━━ Data provided ━━
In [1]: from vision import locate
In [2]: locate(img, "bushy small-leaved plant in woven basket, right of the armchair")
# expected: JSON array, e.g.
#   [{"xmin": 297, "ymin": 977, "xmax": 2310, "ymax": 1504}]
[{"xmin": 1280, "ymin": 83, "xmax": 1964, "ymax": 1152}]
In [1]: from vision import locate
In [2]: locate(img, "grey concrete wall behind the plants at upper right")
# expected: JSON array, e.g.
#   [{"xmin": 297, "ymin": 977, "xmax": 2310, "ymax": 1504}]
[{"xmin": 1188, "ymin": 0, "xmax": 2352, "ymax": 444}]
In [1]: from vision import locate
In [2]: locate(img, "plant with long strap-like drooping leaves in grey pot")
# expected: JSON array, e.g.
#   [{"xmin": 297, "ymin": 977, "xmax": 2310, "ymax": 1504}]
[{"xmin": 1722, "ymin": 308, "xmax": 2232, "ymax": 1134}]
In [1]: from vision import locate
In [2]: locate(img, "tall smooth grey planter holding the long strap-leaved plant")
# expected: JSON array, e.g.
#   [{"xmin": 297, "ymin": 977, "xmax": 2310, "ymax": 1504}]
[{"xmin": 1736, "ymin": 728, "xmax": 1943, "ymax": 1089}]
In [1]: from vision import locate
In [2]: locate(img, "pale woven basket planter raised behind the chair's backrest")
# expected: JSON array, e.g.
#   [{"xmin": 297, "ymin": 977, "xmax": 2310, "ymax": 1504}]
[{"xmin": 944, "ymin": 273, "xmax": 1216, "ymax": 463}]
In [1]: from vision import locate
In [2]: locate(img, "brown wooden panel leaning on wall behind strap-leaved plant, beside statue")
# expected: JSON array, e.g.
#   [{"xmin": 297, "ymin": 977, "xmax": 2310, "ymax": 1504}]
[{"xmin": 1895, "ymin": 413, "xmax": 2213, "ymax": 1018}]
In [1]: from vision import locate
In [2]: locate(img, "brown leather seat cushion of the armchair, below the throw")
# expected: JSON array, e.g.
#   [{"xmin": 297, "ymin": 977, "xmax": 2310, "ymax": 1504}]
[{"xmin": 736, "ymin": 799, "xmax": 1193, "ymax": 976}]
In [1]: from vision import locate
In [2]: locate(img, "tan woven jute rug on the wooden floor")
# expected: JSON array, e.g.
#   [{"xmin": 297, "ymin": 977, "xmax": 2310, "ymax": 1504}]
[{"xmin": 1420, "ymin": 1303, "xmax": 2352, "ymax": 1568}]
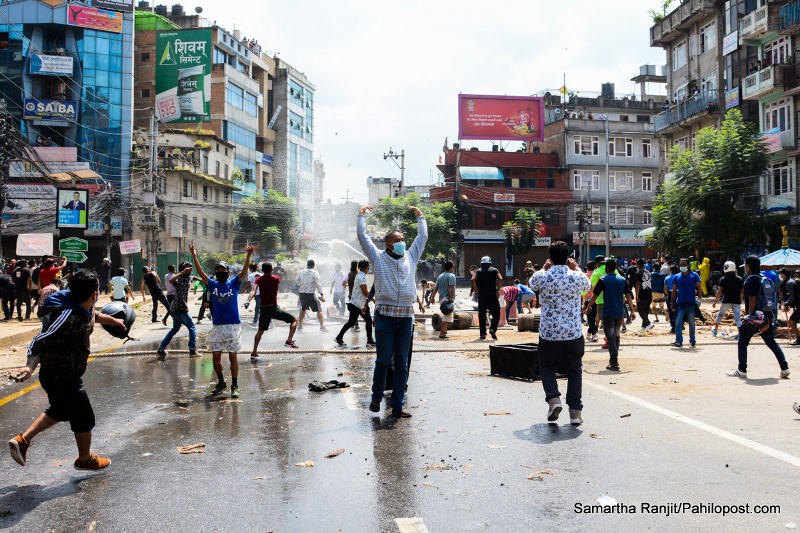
━━━
◆ **Work instruction**: Your copy should hold all the data word for word. It should hold no pictures.

◆ **The completed task**:
In [1]: from vision import locate
In [2]: locate(img, "bushy small-leaved plant in woven basket, right of the armchair")
# expected: JSON array, e.g.
#   [{"xmin": 297, "ymin": 977, "xmax": 2310, "ymax": 1504}]
[{"xmin": 1280, "ymin": 83, "xmax": 1964, "ymax": 1152}]
In [1]: from vision import locate
In [2]: locate(img, "grey concrete wall behind the plants at upper right")
# expected: JSON array, e.g.
#   [{"xmin": 297, "ymin": 977, "xmax": 2310, "ymax": 1504}]
[{"xmin": 1188, "ymin": 0, "xmax": 2352, "ymax": 444}]
In [1]: from vision import locate
In [2]: locate(img, "plant with long strap-like drooping leaves in grey pot")
# expected: JSON array, e.g.
#   [{"xmin": 297, "ymin": 977, "xmax": 2310, "ymax": 1504}]
[{"xmin": 1722, "ymin": 308, "xmax": 2232, "ymax": 1134}]
In [1]: from vision import locate
In [2]: locate(img, "tall smooth grey planter holding the long strap-leaved plant")
# expected: JSON array, e.g.
#   [{"xmin": 297, "ymin": 977, "xmax": 2310, "ymax": 1504}]
[{"xmin": 1736, "ymin": 728, "xmax": 1943, "ymax": 1089}]
In [1]: from vision import locate
In [2]: locate(img, "pale woven basket planter raised behind the chair's backrest")
# expected: JSON array, e.g.
#   [{"xmin": 297, "ymin": 977, "xmax": 2310, "ymax": 1504}]
[{"xmin": 944, "ymin": 273, "xmax": 1216, "ymax": 463}]
In [1]: from vision import locate
In [2]: locate(img, "brown wooden panel leaning on wall behind strap-leaved plant, beside statue")
# expected: JSON array, e.g.
#   [{"xmin": 297, "ymin": 977, "xmax": 2310, "ymax": 1504}]
[{"xmin": 1895, "ymin": 413, "xmax": 2213, "ymax": 1018}]
In [1]: from vision import locate
In [2]: locate(img, "brown leather seat cushion of the armchair, below the throw")
# expected: JSON array, e.g.
#   [{"xmin": 297, "ymin": 977, "xmax": 2310, "ymax": 1504}]
[{"xmin": 736, "ymin": 799, "xmax": 1193, "ymax": 976}]
In [1]: from vision import locate
In [2]: locate(img, "tan woven jute rug on the wooden floor")
# expected: JSON array, e.g.
#   [{"xmin": 297, "ymin": 977, "xmax": 2310, "ymax": 1504}]
[{"xmin": 1420, "ymin": 1303, "xmax": 2352, "ymax": 1568}]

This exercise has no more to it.